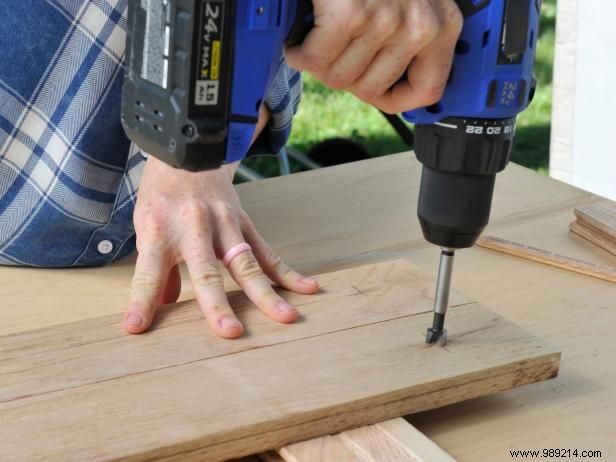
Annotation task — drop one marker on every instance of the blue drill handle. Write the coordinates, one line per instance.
(492, 72)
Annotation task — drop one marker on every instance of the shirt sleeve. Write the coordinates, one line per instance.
(282, 101)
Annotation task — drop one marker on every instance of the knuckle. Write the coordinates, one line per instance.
(208, 276)
(193, 211)
(453, 21)
(338, 81)
(388, 20)
(273, 260)
(146, 281)
(244, 218)
(150, 225)
(425, 27)
(313, 62)
(249, 268)
(226, 215)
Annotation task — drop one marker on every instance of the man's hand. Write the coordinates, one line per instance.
(197, 218)
(365, 46)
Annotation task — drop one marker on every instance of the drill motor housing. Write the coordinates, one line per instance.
(197, 72)
(465, 139)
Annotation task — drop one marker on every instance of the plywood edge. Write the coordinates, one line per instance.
(595, 236)
(393, 440)
(495, 380)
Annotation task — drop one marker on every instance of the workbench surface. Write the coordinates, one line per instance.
(365, 212)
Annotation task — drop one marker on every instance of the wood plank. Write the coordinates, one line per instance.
(546, 257)
(324, 448)
(599, 238)
(394, 440)
(179, 393)
(600, 215)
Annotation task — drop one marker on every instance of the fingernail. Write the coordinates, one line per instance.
(227, 322)
(284, 307)
(134, 319)
(308, 281)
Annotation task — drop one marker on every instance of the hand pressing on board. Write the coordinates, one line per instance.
(197, 218)
(365, 46)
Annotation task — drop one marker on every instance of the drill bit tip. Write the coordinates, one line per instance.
(436, 336)
(437, 333)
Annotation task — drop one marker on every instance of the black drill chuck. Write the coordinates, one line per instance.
(461, 158)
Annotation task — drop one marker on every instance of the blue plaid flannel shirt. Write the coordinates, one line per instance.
(68, 174)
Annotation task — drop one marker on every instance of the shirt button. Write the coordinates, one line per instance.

──────────

__Exercise task__: Copy every record above word for word, leaving out the pictures.

__Solution__:
Annotation task — drop one marker on every instance of the blue drill handle. Write the coordinates, one line per instance.
(492, 72)
Annotation task — drop one marker on every instance of the shirt sleeve. Write the coordinates, one line per instance.
(282, 101)
Annotation task — drop one marker on every instance of the knuckle. Write the coordinates, one line per instance.
(208, 276)
(193, 211)
(453, 21)
(338, 81)
(388, 20)
(273, 260)
(146, 281)
(244, 218)
(150, 225)
(425, 27)
(313, 62)
(249, 268)
(226, 215)
Annotation task — drop one marker on every instance of the man's hand. Write the coordinates, one line per instance.
(197, 218)
(365, 46)
Annotation task — drop one marker on every instance of the drill motor housing. Write the coordinates, one line per instance.
(197, 72)
(465, 139)
Annotation task — drop one marker on every instance of the plywood edge. Write the coordinates, one line per instance.
(595, 236)
(393, 440)
(495, 380)
Annotation task — drop one marker on every instance of the workbench surface. Write the coordinates, one line per instance.
(365, 212)
Annotation task — drop one marker on every instance of the wood plank. Write the coordinates, one line per instance.
(546, 257)
(324, 448)
(599, 238)
(394, 440)
(179, 393)
(600, 215)
Annotation task — drop one marker on every instance of the fingernail. Write the coordinates, one line per instance.
(227, 322)
(284, 307)
(134, 319)
(308, 281)
Annotation task — drop one marker on every instance of the hand pressing on board. Write the coordinates, one line per instance.
(197, 218)
(365, 46)
Annotation task — drop one marker on every instance of the drill bit tip. Write the coordinates, one line per instance.
(436, 336)
(437, 333)
Annotation task — drop one marker on every instance of the black drill chuck. Write the coordinates, one line per instance.
(461, 158)
Annotation task — drop one marker on every instance of the blue plaid flannel shirt. Write the coordinates, one line per instance.
(68, 174)
Annotation task — drop one marker on every instance of the shirt button. Write the coordinates, one line per instance.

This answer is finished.